## Stated task
Please count the rows below that contain the word "utility", and reply with only that number.

— start Dataset rows —

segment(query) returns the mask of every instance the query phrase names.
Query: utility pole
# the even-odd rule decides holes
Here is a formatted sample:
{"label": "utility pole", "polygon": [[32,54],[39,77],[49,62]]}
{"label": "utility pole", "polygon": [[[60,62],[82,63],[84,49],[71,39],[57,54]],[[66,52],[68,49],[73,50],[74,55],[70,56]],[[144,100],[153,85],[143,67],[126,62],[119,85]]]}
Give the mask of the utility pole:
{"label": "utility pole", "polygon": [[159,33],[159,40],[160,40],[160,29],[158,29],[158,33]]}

— end Dataset rows —
— start Dataset rows —

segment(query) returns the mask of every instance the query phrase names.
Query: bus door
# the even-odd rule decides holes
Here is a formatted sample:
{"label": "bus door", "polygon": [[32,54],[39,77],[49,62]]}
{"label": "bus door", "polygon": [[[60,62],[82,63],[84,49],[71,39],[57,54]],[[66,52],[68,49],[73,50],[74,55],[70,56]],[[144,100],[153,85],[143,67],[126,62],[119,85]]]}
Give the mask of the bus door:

— end Dataset rows —

## Solution to the problem
5